ABOUT THIS TASK: Would you output, exactly as written, the line with "point: stone paving" and all lines after it to the end of the data below, and no others?

DATA IN THIS EXERCISE:
----------

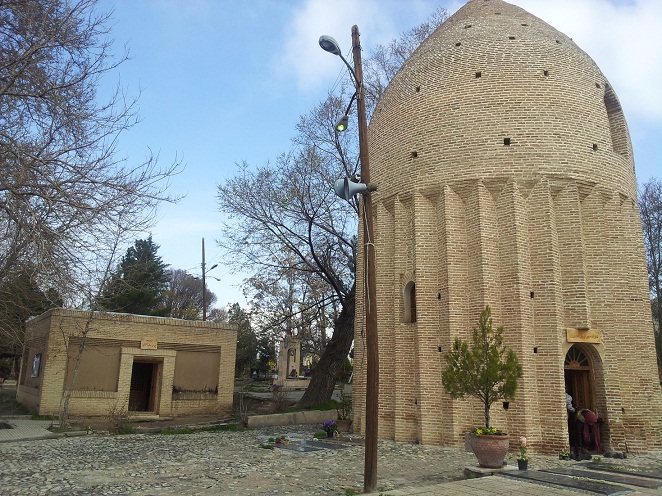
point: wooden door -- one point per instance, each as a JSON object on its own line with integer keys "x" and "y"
{"x": 579, "y": 379}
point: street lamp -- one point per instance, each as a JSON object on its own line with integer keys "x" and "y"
{"x": 370, "y": 294}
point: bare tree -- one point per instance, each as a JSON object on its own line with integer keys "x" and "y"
{"x": 650, "y": 204}
{"x": 285, "y": 220}
{"x": 63, "y": 190}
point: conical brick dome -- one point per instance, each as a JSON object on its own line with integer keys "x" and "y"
{"x": 497, "y": 92}
{"x": 505, "y": 178}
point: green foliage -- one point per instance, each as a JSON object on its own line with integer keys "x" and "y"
{"x": 183, "y": 297}
{"x": 489, "y": 370}
{"x": 138, "y": 284}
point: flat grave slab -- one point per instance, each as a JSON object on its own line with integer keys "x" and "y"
{"x": 298, "y": 447}
{"x": 567, "y": 481}
{"x": 623, "y": 469}
{"x": 620, "y": 478}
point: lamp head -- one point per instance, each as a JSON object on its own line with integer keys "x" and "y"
{"x": 342, "y": 123}
{"x": 330, "y": 45}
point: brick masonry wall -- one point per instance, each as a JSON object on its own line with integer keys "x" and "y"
{"x": 127, "y": 331}
{"x": 511, "y": 183}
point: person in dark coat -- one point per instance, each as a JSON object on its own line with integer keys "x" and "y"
{"x": 588, "y": 430}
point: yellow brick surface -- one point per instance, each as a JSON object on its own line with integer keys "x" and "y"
{"x": 521, "y": 195}
{"x": 139, "y": 338}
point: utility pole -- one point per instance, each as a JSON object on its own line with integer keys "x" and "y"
{"x": 370, "y": 302}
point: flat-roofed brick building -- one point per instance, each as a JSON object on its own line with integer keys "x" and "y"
{"x": 146, "y": 365}
{"x": 505, "y": 177}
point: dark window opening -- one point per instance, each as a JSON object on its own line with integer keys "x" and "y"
{"x": 617, "y": 125}
{"x": 410, "y": 302}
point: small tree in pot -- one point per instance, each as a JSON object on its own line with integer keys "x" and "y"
{"x": 489, "y": 371}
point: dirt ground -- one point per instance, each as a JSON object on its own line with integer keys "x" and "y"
{"x": 252, "y": 405}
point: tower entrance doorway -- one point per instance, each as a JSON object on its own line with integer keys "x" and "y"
{"x": 144, "y": 381}
{"x": 580, "y": 384}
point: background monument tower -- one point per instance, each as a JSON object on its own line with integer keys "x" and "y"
{"x": 506, "y": 177}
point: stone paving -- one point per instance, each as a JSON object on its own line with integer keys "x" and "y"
{"x": 234, "y": 463}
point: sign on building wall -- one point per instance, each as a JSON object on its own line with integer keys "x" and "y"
{"x": 148, "y": 344}
{"x": 584, "y": 336}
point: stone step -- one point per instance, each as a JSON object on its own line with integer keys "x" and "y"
{"x": 621, "y": 478}
{"x": 594, "y": 486}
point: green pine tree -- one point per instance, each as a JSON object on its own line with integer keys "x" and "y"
{"x": 489, "y": 370}
{"x": 138, "y": 283}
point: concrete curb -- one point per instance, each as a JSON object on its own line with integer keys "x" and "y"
{"x": 292, "y": 418}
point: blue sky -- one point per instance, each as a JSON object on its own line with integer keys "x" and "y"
{"x": 222, "y": 81}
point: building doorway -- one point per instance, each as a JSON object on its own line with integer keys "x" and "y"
{"x": 144, "y": 381}
{"x": 580, "y": 384}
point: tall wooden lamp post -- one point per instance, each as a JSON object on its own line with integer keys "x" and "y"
{"x": 370, "y": 294}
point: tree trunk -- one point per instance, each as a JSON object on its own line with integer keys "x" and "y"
{"x": 323, "y": 381}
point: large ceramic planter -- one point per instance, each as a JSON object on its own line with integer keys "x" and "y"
{"x": 490, "y": 451}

----------

TASK RESPONSE:
point: stone paving -- one point per instance, each as a JSON object on its own line with integer keys "x" and "y"
{"x": 234, "y": 463}
point: sign on building wall -- one point per instance, each as a JSON object on its own line with integer keys "x" and "y"
{"x": 148, "y": 344}
{"x": 584, "y": 336}
point: stone step -- one point per instance, each as a JSON object on its own line with integer keys "x" and "y"
{"x": 621, "y": 478}
{"x": 594, "y": 486}
point: green pine tree -- one point per instance, each as a JSON object on its own line with integer keys "x" and "y"
{"x": 489, "y": 370}
{"x": 138, "y": 283}
point: concrete curb -- one point per instance, each as a JSON object on its own line with integer keys "x" and "y"
{"x": 292, "y": 418}
point: blue sky -- one point per instance, each as a JSON object on its own line with integer keys "x" and "y"
{"x": 222, "y": 81}
point: building doorway -- one point per instance, each as a JSON object on its own line with integer keys "x" and "y"
{"x": 144, "y": 381}
{"x": 580, "y": 384}
point: tall wooden lamp post -- one point per instance, each as a JSON object on its own line with integer keys "x" and "y"
{"x": 370, "y": 294}
point: tree trunk -- one point per instance, each as a JSON object on its own line with integer keys "x" and "y"
{"x": 323, "y": 381}
point: large ceramic planter -- one point per instance, each as a JSON object on its own line with integer keys "x" and "y"
{"x": 490, "y": 451}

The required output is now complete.